*** Opening of PROVIDED PASSAGE ***

Consensus

This page describes Ellcrys consensus mechanism.

Proof-of-Work

Proof-of-Wok (PoW) is a protocol designed as an economic deterrent against spam and denial of service attacks. It requires participants in a series to perform some computationally hard work which needs energy and time. It was first introduced in Bitcoin and have since been the adopted consensus algorithm of many distributed ledger technologies. Ellcrys currently relies on proof-of-work to decide who and how the chain is advanced.

Block Selection

In PoW, miners run computations to find a unique number or value that is within a pre-determined range known as the target. The target is increased or decreased depending on how difficult it is to mine a block.

Miners who can find this unique nonce have the opportunity to create a block, processes it, broadcast to other peers and receive rewards. The amount of coin reward depends on the protocol's incentive structure. When a miner receives a new block, she runs it through a series of validation checks before appending it to a branch.

Block selection is like a lottery. It is random, and the rules for deciding which block to select is known and enforced by all miners and non-miner participants.

Incentive Structure

The incentive structure described here has not been implemented in the current releases. We will remove this notice when we do.

Most public blockchains award newly generated coins to miners whose blocks are selected. This incentive structure encourages miners to compete and guarantee the security of the network as more hash power is fed into the system.

To improve hashing performance, miners invest in specialised hardware in a bid to outperform other miners. While this behaviour contributes to the security of the network, small miners are outcompeted leaving the mining ecosystem to be run and controlled by people who are wealthy enough to acquire and maintain specialised hardware.

Ellcrys is working to create a more inclusive mining community where people with the means to run specialised hardware and those who aren't that fortunate to be able to work together to provide security to the network and also receive rewards.

Symbiotic Mining

Symbiotic mining refers to a process where miners are unable to cause the generation of new coins without the assistance or contributions of other parties.

*** Close of PROVIDED PASSAGE ***

▸ **WHAT YOU WILL DO**:
**A.** Copy the passage of the Ellcrys consensus page starting with "Proof-of-Wok (PoW) is" and going on through "mine a block.".
**B.** List the section headings that appear below the title "Consensus" on the Ellcrys consensus page.
**C.** Write the next part of the Ellcrys consensus page, picking up after its last sentence.

*** Opening of DATA RECORDS ***

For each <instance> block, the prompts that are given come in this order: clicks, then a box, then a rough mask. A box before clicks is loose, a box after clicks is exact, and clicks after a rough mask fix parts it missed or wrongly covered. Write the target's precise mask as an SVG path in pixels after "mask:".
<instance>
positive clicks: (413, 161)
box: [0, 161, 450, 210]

*** Close of DATA RECORDS ***
*** Opening of DATA RECORDS ***

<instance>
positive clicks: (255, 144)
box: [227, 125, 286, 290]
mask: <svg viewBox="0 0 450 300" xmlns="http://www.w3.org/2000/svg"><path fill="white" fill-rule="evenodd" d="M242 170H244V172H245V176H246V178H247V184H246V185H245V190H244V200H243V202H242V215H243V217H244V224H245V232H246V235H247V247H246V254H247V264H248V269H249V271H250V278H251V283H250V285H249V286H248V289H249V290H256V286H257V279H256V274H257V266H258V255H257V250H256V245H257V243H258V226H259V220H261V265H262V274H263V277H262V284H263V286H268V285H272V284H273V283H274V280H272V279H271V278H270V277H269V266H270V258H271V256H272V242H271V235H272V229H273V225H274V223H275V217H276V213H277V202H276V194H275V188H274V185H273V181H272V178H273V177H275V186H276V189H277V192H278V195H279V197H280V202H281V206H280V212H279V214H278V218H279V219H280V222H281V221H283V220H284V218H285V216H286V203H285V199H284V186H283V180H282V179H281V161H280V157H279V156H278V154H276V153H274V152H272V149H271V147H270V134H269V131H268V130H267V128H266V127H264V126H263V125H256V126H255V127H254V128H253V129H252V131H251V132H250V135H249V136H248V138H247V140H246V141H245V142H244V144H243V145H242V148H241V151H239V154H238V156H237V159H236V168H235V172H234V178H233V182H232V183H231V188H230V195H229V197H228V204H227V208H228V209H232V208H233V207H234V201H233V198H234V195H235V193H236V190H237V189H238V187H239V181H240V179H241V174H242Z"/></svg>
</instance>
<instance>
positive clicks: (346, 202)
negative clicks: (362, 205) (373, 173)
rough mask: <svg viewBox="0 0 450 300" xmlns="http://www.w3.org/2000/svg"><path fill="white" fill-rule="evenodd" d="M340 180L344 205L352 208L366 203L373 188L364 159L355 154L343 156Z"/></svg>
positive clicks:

*** Close of DATA RECORDS ***
*** Opening of DATA RECORDS ***

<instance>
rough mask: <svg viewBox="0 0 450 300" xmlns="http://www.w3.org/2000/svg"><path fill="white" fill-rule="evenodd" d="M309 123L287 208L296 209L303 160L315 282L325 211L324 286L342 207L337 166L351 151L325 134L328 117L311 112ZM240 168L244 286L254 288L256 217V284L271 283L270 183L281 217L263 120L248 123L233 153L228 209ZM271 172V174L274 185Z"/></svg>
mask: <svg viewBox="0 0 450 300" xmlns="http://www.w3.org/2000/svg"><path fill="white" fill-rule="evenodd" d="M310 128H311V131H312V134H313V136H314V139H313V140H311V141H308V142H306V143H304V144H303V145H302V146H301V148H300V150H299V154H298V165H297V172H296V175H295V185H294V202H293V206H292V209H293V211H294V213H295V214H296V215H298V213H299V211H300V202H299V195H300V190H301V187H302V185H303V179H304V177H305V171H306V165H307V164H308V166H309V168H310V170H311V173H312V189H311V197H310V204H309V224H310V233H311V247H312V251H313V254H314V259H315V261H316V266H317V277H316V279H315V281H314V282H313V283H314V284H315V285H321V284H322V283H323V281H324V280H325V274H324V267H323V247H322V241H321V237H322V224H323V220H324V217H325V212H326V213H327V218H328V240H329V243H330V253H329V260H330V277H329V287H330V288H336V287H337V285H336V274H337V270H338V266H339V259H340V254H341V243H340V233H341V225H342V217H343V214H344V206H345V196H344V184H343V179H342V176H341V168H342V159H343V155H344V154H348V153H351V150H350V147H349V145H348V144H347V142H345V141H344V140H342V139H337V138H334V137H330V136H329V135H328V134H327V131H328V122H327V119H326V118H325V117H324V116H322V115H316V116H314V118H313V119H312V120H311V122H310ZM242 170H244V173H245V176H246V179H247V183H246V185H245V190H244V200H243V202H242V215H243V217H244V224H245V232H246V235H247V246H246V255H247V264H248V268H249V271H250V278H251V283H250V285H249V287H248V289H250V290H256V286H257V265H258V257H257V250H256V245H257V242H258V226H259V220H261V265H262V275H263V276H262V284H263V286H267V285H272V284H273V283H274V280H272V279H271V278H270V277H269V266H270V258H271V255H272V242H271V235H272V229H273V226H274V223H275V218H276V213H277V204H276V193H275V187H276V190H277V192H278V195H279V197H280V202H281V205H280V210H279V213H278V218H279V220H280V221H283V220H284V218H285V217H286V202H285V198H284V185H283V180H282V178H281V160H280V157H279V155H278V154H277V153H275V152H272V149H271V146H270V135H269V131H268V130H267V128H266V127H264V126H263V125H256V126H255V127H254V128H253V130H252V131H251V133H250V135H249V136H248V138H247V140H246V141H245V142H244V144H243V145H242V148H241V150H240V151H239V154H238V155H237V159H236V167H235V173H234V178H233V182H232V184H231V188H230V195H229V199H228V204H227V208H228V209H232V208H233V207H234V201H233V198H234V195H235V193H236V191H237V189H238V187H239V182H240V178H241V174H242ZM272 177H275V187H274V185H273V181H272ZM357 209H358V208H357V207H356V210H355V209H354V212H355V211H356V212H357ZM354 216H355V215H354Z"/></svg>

*** Close of DATA RECORDS ***

▸ **ANSWERS IN ORDER**:
**A.**
Proof-of-Wok (PoW) is a protocol designed as an economic deterrent against spam and denial of service attacks. It requires participants in a series to perform some computationally hard work which needs energy and time. It was first introduced in Bitcoin and have since been the adopted consensus algorithm of many distributed ledger technologies. Ellcrys currently relies on proof-of-work to decide who and how the chain is advanced.

Block Selection

In PoW, miners run computations to find a unique number or value that is within a pre-determined range known as the target. The target is increased or decreased depending on how difficult it is to mine a block.

**B.**
Proof-of-Work
Block Selection
Incentive Structure
Symbiotic Mining

**C.**
Today, miners in proof-of-work cryptocurrencies do not need other participants; They continue to pumping more hash power into mining and receive rewards for creating new blocks while others gain nothing. This promotes miner centralisation and an unfair distribution of the underlying cryptocurrency.

Ellcrys symbiotic mining involves non-miner participants providing the ingredients or raw material that a miner needs in other to create new coin and rewards. Without this ingredient, the miner can create blocks but will have transaction fees as the only source of incentive.

PeopleMint

PeopleMint is the symbiotic mining protocol we are developing. It involves the conversion of banknotes (or currency notes) into new coins.

Non-miners scan their national banknotes in a transaction and wait for it to be mined, validated and generate new coins. Miners must collect these types of transactions, perform on-chain validation and add to a block. Miners must include these transactions in their blocks if they wish to create another source of reward beyond transaction fees.

Scanned and mined banknotes do not outrightly generate new coins. They must be validated by off-chain validators (bettors) who stake coins to assert the validity of a banknote in global prediction competition. Off-chain voters who vote wrongly will have their stake slashed.

The wisdom of the prediction community determines the correctness of a banknote.

When a banknote has been successfully validated on-chain by miners and off-chain by bettors, the rewards are shared between miners, scanners and bettors. One thing to note is that reward is asynchronous; Miners' assurance of a reward after mining a block is weak as they may have included invalid banknotes or a banknote is yet to receive enough votes to decide its correctness.